▶ **Records supplied**

◇ ◇ ◇

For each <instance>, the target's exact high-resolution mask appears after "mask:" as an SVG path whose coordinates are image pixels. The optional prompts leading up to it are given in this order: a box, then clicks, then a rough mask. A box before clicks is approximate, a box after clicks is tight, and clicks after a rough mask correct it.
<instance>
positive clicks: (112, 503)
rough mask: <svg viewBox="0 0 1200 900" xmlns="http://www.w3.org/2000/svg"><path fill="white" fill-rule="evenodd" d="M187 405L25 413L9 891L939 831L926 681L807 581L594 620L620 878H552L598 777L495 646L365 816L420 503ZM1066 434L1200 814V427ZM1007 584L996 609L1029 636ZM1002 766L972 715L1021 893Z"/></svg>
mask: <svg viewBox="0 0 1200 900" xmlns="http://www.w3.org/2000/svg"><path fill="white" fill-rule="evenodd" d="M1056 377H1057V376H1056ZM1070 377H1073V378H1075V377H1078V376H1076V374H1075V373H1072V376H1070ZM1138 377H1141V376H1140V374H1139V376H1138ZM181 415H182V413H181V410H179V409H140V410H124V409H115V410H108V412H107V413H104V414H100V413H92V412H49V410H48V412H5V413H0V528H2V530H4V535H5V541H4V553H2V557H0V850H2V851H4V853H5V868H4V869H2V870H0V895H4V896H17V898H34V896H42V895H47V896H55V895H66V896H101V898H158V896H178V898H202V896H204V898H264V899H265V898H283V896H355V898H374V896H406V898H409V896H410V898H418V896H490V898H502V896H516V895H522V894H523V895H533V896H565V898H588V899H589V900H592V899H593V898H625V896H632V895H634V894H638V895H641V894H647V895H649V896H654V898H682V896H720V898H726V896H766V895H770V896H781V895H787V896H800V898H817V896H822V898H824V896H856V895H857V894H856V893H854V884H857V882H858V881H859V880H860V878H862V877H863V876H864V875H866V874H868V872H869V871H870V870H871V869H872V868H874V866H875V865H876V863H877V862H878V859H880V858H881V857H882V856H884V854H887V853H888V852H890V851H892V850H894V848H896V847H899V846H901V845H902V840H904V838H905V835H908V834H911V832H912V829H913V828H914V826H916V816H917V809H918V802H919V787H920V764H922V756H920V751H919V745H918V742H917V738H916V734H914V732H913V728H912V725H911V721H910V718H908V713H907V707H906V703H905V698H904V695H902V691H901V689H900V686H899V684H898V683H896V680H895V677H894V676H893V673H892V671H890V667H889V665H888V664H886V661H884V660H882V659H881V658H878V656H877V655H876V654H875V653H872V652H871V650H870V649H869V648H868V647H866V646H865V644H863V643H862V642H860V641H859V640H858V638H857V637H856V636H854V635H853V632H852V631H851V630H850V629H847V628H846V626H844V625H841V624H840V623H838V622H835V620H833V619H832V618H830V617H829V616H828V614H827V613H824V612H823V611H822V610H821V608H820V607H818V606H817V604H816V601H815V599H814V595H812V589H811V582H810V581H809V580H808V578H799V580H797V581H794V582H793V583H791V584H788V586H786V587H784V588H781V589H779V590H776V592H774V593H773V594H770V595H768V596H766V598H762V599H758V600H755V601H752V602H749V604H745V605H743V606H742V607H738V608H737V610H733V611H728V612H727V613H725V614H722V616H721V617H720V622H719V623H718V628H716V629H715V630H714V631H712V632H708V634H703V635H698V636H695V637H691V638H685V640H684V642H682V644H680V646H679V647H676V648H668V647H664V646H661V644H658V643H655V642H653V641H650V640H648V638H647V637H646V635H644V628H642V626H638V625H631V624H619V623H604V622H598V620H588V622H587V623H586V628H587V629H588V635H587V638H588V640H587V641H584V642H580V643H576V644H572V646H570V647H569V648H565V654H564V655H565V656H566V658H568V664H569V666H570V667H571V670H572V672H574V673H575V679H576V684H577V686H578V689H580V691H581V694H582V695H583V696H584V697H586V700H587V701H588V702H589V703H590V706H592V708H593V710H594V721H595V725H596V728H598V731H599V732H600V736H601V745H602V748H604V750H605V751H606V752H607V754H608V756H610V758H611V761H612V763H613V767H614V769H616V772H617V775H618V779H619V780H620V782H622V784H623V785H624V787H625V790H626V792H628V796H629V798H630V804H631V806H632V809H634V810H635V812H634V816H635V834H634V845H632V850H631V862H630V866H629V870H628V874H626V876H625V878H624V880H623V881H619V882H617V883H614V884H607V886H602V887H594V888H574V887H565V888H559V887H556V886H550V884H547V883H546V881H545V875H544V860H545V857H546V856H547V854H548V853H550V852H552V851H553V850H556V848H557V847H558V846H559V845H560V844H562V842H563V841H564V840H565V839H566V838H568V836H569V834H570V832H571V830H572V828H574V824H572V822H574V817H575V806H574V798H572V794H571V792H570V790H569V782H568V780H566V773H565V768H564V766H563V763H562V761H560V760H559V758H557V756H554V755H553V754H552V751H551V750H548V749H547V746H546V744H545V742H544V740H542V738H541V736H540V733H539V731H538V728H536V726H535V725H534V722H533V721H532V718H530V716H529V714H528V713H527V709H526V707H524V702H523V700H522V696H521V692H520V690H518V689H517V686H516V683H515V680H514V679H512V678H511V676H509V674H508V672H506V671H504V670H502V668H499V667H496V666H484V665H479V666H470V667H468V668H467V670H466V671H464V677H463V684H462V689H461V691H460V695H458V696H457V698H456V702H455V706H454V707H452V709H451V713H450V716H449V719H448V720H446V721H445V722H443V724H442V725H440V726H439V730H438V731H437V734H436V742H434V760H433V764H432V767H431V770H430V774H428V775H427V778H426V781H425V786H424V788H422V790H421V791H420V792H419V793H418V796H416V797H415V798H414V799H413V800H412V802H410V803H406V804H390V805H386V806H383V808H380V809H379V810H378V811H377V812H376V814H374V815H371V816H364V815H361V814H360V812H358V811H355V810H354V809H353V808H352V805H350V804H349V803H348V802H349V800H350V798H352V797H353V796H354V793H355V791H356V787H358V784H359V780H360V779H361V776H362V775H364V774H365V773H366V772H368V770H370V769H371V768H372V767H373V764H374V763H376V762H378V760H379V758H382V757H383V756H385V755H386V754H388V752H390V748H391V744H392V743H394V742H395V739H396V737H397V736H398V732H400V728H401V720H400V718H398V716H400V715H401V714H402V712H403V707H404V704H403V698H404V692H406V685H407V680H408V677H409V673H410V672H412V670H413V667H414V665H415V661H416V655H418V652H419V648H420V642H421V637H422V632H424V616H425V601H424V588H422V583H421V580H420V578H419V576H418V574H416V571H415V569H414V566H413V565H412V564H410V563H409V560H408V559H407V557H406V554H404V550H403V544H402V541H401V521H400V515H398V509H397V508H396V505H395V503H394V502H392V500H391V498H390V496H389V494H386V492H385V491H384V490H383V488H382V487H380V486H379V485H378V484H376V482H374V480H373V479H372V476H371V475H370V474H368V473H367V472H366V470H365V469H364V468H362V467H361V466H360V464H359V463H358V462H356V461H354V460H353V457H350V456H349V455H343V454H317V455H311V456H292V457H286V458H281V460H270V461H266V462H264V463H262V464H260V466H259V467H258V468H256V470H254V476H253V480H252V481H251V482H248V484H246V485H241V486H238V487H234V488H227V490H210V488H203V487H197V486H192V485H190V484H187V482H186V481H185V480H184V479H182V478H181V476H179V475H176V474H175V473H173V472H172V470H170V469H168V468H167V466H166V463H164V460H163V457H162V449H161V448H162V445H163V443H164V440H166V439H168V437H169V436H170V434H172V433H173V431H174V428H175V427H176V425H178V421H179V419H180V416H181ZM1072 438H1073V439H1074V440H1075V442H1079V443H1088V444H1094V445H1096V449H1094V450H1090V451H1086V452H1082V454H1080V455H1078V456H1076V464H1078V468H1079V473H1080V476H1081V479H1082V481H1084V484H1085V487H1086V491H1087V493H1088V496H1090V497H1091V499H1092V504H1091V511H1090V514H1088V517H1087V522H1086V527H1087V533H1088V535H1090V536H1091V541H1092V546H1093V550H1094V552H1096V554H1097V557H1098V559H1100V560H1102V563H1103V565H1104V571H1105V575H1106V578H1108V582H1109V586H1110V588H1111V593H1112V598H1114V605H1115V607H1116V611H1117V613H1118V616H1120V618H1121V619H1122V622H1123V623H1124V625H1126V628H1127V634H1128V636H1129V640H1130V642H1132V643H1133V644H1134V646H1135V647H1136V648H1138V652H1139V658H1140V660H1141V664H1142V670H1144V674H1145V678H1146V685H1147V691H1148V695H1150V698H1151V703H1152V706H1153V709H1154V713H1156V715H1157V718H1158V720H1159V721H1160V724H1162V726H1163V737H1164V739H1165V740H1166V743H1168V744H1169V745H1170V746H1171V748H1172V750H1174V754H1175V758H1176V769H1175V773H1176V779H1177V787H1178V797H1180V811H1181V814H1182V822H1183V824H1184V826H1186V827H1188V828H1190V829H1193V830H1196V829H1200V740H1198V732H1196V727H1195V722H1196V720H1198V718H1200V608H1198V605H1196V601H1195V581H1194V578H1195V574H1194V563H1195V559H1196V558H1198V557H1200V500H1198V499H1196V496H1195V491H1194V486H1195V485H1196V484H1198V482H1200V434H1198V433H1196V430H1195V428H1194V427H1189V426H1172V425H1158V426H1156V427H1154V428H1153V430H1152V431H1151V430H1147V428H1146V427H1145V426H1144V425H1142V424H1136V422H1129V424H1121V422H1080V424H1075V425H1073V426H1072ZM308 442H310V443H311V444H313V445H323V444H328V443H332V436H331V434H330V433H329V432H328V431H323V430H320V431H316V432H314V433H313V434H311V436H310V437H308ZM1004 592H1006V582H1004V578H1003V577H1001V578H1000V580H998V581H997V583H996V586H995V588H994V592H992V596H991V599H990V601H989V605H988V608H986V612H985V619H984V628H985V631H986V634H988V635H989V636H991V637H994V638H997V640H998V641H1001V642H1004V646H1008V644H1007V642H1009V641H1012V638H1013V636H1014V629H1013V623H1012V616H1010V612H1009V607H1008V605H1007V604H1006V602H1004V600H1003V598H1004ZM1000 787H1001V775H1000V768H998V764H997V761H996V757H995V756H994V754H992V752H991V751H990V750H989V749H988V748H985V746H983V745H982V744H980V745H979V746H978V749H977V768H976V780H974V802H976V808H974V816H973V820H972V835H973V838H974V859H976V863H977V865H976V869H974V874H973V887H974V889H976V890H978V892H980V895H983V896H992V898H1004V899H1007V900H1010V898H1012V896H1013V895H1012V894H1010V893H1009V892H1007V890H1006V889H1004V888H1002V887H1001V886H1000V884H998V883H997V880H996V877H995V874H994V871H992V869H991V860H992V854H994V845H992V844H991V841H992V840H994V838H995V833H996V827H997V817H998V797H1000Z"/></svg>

◇ ◇ ◇

▶ **Exercise directions**
Starting with the first line above, copy out each line word for word, and stop after the line that contains "positive clicks: (112, 503)".

▶ **Solution to this task**
For each <instance>, the target's exact high-resolution mask appears after "mask:" as an SVG path whose coordinates are image pixels. The optional prompts leading up to it are given in this order: a box, then clicks, then a rough mask. A box before clicks is approximate, a box after clicks is tight, and clicks after a rough mask correct it.
<instance>
positive clicks: (112, 503)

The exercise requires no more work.